**READING PASSAGE**

# Workbench catch all tray on back?



## JesseTutt (Aug 15, 2012)

I don't know the correct name for the wooden tray that runs along the back of some workbenches. But, I am thinking of adding one to my (soon to be) new workbench.

Is there an official name for this tray?
Is there a standard size (width, depth) for the tray?


----------



## johnstoneb (Jun 14, 2012)

Sound like you have a pretty good name for it. It's normally just called a tool tray. there is no standard size for them. I have one on my bench and the way I use my bench it is handy. If I had the bench in the middle of my shop and worked around all sides I wouldn't want one on the bench.


----------



## Loren (May 30, 2008)

It's called a tool tray.

I have one and it's a mixed blessing. It tends to fill up with
junk, especially since I fuss with metal parts on the bench
a lot and have a habit of throwing parts in the tool tray. 
Mine is deep enough to lay bench planes on their
sides in it.

The main advantage is it saves you the expense of the wood
for a full-width bench top. It's also a good place to stow
marking tools and to put chisels in so they don't roll
off the bench, but if you can put drawers, shelves, bins and
hanging storage at hand behind and around your bench, 
you'll find it preferable to put a tool you're not using in
its place than in the tool tray.

In situations where the bench is functioning as an island
with a lot of space around it, then you may have a situation
where the tool tray is more useful.

In european style benches the tool tray bottom serves
a structural function together with skirts on all 4 sides
of the bench top.

Here's a post about my bench, with drawings:

http://lumberjocks.com/Loren/blog/27597


----------



## renners (Apr 9, 2010)

I always referred to it as a 'well'.

The one on my bench is known as 'the well from hell', I regret building it into my otherwise perfect-for-what-I-want-it-for-bench, as it's a magnet for sawdust, chips, loose odds and ends, screws, nails and other workshop detritus.

I have even made some pencil boxes to sit flush to the top within the well to try and tame it.


----------



## JesseTutt (Aug 15, 2012)

Loren, why the angled end on the tool tray?


----------



## Loren (May 30, 2008)

It's a removable ramp to sweep dust out.


----------



## MrRon (Jul 9, 2009)

For lack of a better name, I would call it a gutter.


----------



## paratrooper34 (Apr 27, 2010)

Personally, and this is my opinion, I do not like those trays on a bench. I use all four sides of my bench (knew I would be when I bought my Ulmia bench) and because of that, I do not want that space lost in a tool well. I also do not like the idea of my tools banging around each other in a tool well as they will if I left them in one and started doing some heavy planing and making the bench rock. Tools should be stored where their "home" is and not piled up in a tool well.

Again, my opinion and I approve this message! Good Luck!


----------

**DATA**
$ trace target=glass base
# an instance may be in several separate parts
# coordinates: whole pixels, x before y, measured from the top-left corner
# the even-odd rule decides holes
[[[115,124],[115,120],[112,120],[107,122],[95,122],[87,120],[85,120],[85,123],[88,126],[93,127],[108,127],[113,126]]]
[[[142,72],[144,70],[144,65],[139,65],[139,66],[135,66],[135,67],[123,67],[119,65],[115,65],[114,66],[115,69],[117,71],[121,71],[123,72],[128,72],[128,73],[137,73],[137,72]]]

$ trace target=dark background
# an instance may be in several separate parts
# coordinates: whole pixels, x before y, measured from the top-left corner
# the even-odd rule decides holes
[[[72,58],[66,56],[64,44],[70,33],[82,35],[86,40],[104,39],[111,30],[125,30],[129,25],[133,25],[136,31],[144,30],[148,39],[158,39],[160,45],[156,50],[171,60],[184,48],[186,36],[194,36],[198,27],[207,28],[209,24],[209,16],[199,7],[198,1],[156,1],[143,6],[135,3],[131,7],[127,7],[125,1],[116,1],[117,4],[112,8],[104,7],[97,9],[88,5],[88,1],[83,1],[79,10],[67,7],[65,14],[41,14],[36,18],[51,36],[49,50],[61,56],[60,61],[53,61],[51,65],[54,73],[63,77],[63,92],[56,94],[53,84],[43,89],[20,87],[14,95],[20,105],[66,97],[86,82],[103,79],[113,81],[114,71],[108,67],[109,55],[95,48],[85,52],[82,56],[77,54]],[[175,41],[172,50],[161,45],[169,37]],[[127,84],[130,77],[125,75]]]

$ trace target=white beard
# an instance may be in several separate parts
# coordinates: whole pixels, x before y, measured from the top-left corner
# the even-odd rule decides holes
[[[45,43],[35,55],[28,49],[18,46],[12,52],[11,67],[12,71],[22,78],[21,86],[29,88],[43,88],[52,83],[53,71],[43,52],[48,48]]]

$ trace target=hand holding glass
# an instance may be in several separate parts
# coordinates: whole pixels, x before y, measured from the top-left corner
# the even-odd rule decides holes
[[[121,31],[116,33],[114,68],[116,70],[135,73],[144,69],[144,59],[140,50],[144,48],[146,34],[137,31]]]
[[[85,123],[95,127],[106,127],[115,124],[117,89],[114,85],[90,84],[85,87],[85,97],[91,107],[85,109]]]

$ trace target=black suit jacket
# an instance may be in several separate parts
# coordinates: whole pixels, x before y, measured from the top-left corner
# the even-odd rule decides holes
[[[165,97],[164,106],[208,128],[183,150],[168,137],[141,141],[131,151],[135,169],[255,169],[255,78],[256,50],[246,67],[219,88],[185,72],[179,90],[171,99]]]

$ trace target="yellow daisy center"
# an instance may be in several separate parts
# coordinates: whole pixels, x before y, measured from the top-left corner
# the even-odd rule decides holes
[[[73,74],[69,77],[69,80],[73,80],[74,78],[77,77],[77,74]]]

**WHAT THE EXERCISE ASKS**
In the workbench tool tray thread, what does Loren say the angled end on his tool tray is? The listing comes from a separate source, unrelated to the workbench tool tray thread.

**FINAL ANSWER**
It is a removable ramp for sweeping dust out.